**Texte source**
-*-

Nicolas Bernard a écrit:
en cas de paix conclue avec la France et la Grande-Bretagne en juin 1940, Hitler n'avait absolument pas la possibilité de se retourner vers l'Est au point de lancer une offensive d'été.
Je ne souscris pas à toute l'argumentation, mais il est plausible en effet qu'il se soit abstenu. C'est d'ailleurs ce que je dis moi-même !
Le débat porte donc sur le caractère concevable ou non d'une offensive "Barbarossa" démarrant en mai ou juin 41, avec la même brutalité, la même obsession de porter un coup foudroyant, que celle que nous connaissons, en dépit du fait que la guerre n'aurait plus lieu que sur un front (donc avec une rapidité supérieure).
Bref, la Directive 21 serait entrée en application l'année suivante, et avec un peu d'avance (l'Italie demeure en paix et ne s'attaque pas à la Grèce, la Yougoslavie ne saurait constituer une menace malgré un éventuel coup d'Etat). La tension "belliciste" retombe ? Pas vraiment : il suffit d'exciter le Volk contre le communisme, tirer notamment parti de l'avancée soviétique vers la Baltique et Bucarest, mettre l'accent sur l'existence de minorités allemandes dans les ex-Etats baltes et en Roumanie inquiétée, voire même se revendiquer des Allemands de la Volga : la liste des prétextes à une guerre avec Staline est infinie. Le peuple approuvera parce que l'Allemagne ne se battra pas sur deux fronts et affrontera un adversaire aussi craint que méprisé, en particulier depuis la mésaventure finlandaise.
Ton raisonnement me paraît trop provincial. Que fait, que pense le vaste monde pendant tout ce temps-là ? Et les Allemands, soulagés comme après Munich d'une victoire sans pertes humaines (enfin presque, cette fois -puisque la guerre s'arrête à Dunkerque après un impeccable "Sichelschnitt" et que les pertes de juin 40 ont été évitées) ?

-*-

**Jeu de données**
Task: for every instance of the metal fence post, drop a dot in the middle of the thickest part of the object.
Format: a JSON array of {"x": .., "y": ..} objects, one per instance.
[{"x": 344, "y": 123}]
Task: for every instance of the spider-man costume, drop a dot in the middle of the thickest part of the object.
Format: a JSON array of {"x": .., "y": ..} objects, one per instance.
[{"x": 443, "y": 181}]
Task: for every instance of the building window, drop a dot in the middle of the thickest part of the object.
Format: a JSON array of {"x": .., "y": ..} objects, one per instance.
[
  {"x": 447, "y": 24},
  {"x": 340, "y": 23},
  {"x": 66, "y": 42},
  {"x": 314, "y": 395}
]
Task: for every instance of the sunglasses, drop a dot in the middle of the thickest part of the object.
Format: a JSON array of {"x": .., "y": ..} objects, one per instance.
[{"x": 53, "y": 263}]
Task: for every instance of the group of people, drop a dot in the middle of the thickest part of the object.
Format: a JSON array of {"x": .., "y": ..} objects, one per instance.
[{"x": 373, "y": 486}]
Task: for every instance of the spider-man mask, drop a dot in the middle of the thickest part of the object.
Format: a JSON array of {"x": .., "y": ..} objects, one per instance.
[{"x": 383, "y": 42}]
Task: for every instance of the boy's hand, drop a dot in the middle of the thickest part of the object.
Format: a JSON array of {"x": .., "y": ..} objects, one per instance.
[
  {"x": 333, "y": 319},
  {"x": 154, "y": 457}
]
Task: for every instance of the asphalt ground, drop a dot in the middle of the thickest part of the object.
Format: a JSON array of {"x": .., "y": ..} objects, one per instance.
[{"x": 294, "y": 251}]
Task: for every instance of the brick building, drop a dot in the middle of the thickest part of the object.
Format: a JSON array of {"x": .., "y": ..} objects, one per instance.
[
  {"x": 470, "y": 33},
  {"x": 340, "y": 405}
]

-*-

**À faire**
1: Recopiez, dans le texte sur l'offensive Barbarossa, tout le passage qui va de « Je ne souscris » jusqu'à « une rapidité supérieure). ».
2: Traduisez en anglais cette phrase du texte sur l'offensive Barbarossa : « Le peuple approuvera parce que l'Allemagne ne se battra pas sur deux fronts et affrontera un adversaire aussi craint que méprisé, en particulier depuis la mésaventure finlandaise. »
3: Prolongez le texte sur l'offensive Barbarossa en reprenant après sa dernière phrase.

**Réponses**
1:
Je ne souscris pas à toute l'argumentation, mais il est plausible en effet qu'il se soit abstenu. C'est d'ailleurs ce que je dis moi-même !
Le débat porte donc sur le caractère concevable ou non d'une offensive "Barbarossa" démarrant en mai ou juin 41, avec la même brutalité, la même obsession de porter un coup foudroyant, que celle que nous connaissons, en dépit du fait que la guerre n'aurait plus lieu que sur un front (donc avec une rapidité supérieure).

2: The people will approve because Germany will not fight on two fronts and will face an opponent as feared as despised, particularly since the Finnish misadventure.

3:
Hitler n'a strictement rien à craindre de l'Occident. La France a été mise à genoux, et son appareil militaire probablement démantelé, du moins mis à mal. L'Angleterre s'est débarrassée de Churchill et a mis la pédale douce à son réarmement, outre qu'elle a besoin des Allemands pour modérer les Japonais en Asie, face à Hong Kong et Singapour. Les Etats-Unis ? Ils sont loin, et Roosevelt aurait de toutes les manières été réélu en 1940 - il a eu la chance, en effet, de compter sur un certain Lyndon B. Johnson, véritable génie politicien, pour organiser la campagne démocrate. Et qui crachera sur les Allemands pour leur croisade anticommuniste ? Les Français ne sont pas morts pour Prague, ils ont perdu une guerre perdue d'avance pour Dantzig, alors Moscou et Leningrad... Tout au plus y aurait-il eu l'espoir de voir les Allemands s'enliser, comme Napoléon en 1812.
Là nous sommes au coeur de l'affaire.
Prenons le pb de la réélection de Roosevelt : elle va contre une règle non écrite mais tout de même impérieuse, la coutume instaurée par George Washington de ne faire que deux mandats, sans quoi la tyrannie menace (règle rendue absolue par un amendement de la constitution, malgré ce précédent ou justement à cause de lui, après la guerre). Pour passer outre, il fallait bien la menace d'un Hitler triomphant et d'une guerre non tranchée. Si la paix revient fin mai 40, pas question d'un troisième mandat, à moins que... que cela n'apparaisse comme une fausse paix, précisément, un armistice pour permettre à l'Occident surpris de se remettre sur ses jambes.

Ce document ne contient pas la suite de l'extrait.